─── EXTRACTED RECORDS ───

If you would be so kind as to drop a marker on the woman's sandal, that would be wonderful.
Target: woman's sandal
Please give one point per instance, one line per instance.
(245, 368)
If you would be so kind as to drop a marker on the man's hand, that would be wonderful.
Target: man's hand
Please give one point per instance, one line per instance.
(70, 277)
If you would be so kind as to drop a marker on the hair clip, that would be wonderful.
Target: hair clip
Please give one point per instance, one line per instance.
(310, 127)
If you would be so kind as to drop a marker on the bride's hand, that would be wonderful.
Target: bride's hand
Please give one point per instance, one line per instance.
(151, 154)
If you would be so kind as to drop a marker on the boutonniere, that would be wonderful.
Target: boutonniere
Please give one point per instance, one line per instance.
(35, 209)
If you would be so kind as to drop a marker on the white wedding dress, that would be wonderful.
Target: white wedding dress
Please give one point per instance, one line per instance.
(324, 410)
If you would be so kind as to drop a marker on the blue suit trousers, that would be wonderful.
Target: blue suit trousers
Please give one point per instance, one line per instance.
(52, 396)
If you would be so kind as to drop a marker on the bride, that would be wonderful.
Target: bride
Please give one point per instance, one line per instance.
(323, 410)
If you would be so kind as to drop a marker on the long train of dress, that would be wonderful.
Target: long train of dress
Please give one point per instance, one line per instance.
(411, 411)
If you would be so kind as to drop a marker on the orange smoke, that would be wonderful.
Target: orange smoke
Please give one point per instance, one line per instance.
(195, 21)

───

GIVEN EXERCISE
Copy word for word the lines from the line containing "man's hand, that would be wonderful." through the last line, including both of those lines.

FULL SOLUTION
If you would be so kind as to drop a marker on the man's hand, that would be wonderful.
Target: man's hand
Please give one point per instance, one line per instance.
(70, 277)
If you would be so kind as to drop a marker on the hair clip, that would be wonderful.
Target: hair clip
Please give one point per instance, one line per instance.
(310, 127)
If you would be so kind as to drop a marker on the bride's hand, that would be wonderful.
Target: bride's hand
Please give one point per instance, one line per instance.
(151, 154)
If you would be so kind as to drop a marker on the boutonniere, that would be wonderful.
Target: boutonniere
Please give one point per instance, one line per instance.
(35, 209)
If you would be so kind as to drop a marker on the white wedding dress, that would be wonderful.
Target: white wedding dress
Please give one point per instance, one line per instance.
(324, 410)
If you would be so kind as to drop a marker on the blue suit trousers, that would be wonderful.
Target: blue suit trousers
Please give one point per instance, one line per instance.
(52, 396)
If you would be so kind as to drop a marker on the bride, that would be wonderful.
Target: bride
Please give one point per instance, one line per instance.
(323, 410)
If you would be so kind as to drop a marker on the long train of dress, that would be wonderful.
Target: long train of dress
Please give one point per instance, one line per instance.
(411, 411)
If you would be so kind as to drop a marker on the orange smoke, that would be wonderful.
Target: orange smoke
Please give one point per instance, one line per instance.
(195, 21)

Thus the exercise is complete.